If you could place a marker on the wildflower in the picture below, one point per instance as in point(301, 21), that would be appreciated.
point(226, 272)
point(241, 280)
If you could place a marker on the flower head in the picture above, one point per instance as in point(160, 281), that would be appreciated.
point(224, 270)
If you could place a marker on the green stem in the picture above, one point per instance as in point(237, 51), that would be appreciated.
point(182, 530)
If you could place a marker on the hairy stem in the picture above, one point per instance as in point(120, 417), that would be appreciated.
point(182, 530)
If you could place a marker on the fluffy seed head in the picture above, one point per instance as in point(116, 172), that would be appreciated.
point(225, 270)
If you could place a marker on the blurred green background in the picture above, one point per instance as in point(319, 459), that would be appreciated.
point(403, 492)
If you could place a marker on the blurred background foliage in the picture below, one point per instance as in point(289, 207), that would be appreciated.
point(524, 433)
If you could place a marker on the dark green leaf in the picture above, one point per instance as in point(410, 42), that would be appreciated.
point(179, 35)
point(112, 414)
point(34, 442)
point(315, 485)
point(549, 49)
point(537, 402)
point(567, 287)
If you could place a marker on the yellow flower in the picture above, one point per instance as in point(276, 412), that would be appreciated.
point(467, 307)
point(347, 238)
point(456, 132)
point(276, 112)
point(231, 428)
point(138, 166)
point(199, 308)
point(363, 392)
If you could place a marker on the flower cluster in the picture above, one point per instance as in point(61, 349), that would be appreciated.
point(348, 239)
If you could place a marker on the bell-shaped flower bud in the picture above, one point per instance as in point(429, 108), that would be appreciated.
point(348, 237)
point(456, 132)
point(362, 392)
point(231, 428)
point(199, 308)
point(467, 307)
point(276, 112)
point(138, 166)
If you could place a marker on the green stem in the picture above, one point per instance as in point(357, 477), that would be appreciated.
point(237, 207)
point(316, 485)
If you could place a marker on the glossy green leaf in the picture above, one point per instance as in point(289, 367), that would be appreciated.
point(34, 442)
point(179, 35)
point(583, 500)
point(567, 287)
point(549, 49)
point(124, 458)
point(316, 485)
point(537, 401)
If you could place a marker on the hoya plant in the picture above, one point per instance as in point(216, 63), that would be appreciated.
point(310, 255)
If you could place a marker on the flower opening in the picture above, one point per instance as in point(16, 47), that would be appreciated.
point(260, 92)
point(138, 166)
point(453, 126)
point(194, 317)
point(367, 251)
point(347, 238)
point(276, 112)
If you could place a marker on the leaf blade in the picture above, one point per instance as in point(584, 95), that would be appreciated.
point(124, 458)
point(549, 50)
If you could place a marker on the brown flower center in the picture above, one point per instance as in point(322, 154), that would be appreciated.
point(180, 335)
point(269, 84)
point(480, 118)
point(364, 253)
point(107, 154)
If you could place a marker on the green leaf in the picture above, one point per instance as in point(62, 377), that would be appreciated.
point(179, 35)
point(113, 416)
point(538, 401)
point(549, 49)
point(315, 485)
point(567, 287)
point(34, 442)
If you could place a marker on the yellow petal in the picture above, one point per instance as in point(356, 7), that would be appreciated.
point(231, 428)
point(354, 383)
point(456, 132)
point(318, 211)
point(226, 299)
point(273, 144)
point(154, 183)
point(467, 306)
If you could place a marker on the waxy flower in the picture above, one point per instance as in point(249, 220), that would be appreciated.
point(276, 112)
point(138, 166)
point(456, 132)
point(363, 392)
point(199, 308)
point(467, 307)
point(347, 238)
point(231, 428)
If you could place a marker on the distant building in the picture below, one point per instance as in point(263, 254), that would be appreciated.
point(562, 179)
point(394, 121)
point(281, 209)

§ WHAT IS EXPECTED: Exactly and without omission, set down every entry.

§ EXERCISE SOLUTION:
If you could place a marker on the wildflower in the picture below, one point per instance as in point(301, 21), that would be appreciated.
point(226, 272)
point(241, 280)
If you could place a marker on the flower head in the picture above, one point per instance as in point(160, 281), that would be appreciated.
point(224, 270)
If you could place a marker on the green stem in the picture above, one point per instance as in point(237, 51), that would be appreciated.
point(182, 530)
If you could place a marker on the hairy stem in the picture above, one point per instance as in point(120, 417), that would be appreciated.
point(182, 530)
If you could place a marker on the fluffy seed head in the picture above, one point per instance as in point(116, 172), that would be appreciated.
point(225, 270)
If you could place a marker on the blurred green background in the picture above, one point per instance as in point(319, 459), that would be appreciated.
point(403, 492)
If you could place a marker on the blurred background foliage in the picture below, one point per instance as in point(289, 207), that would be appreciated.
point(524, 433)
If you could place a marker on the dark green leaf in the picture above, one point per instance as in point(410, 42), that would be appreciated.
point(179, 35)
point(112, 414)
point(34, 442)
point(315, 485)
point(549, 49)
point(537, 402)
point(567, 287)
If you could place a marker on the yellow flower in the picture above, one point per instance as in point(276, 412), that would be appreciated.
point(467, 307)
point(347, 238)
point(456, 132)
point(276, 112)
point(231, 428)
point(138, 166)
point(199, 308)
point(363, 392)
If you could place a marker on the flower cluster in the picture above, one point per instance as in point(61, 349), that would be appreciated.
point(348, 239)
If you could place a marker on the bell-shaped flower bud in the picture above, one point per instance as in point(429, 108), that would be appreciated.
point(348, 237)
point(456, 132)
point(362, 392)
point(231, 428)
point(199, 308)
point(467, 307)
point(276, 112)
point(138, 166)
If you could place a marker on the green stem in the picture above, one point per instance as in point(357, 477), that would be appreciated.
point(237, 207)
point(316, 485)
If you could place a marker on the glossy green leaf in the picture above, one point per instance as in point(289, 367), that would be appreciated.
point(34, 442)
point(179, 35)
point(583, 500)
point(567, 287)
point(549, 49)
point(124, 458)
point(316, 485)
point(537, 401)
If you could place a marker on the hoya plant in the picture above, one point per instance as in point(216, 63), that would be appreciated.
point(310, 255)
If you could place a marker on the flower opening in the picture above, one point per instance as in point(16, 47), that would be appreciated.
point(260, 92)
point(138, 166)
point(453, 126)
point(194, 317)
point(367, 251)
point(347, 238)
point(276, 112)
If you could place a marker on the leaf blade in the picture above, one point per instance as in point(584, 95), that would be appreciated.
point(124, 458)
point(549, 50)
If you could place a marker on the brown flower center in the picture above, one point per instance as in point(322, 154), that would be appreciated.
point(180, 335)
point(269, 84)
point(480, 118)
point(364, 253)
point(107, 154)
If you could place a marker on the green leaf in the picture above, one point per instance as in point(62, 377), that would be appreciated.
point(179, 35)
point(113, 416)
point(538, 401)
point(549, 49)
point(315, 485)
point(567, 287)
point(34, 442)
If you could place a marker on the yellow petal in the picture above, one point per instance as in point(356, 7), that would be appreciated.
point(231, 428)
point(354, 383)
point(456, 132)
point(318, 211)
point(226, 299)
point(273, 144)
point(154, 183)
point(467, 306)
If you could place a marker on the waxy flower in the picture above, one point per instance as in point(249, 220), that would be appreciated.
point(276, 112)
point(138, 166)
point(456, 132)
point(363, 392)
point(199, 308)
point(467, 307)
point(347, 238)
point(231, 428)
If you could place a marker on the distant building in the picture below, one point per instance as in point(263, 254), that would be appreciated.
point(562, 179)
point(394, 121)
point(281, 209)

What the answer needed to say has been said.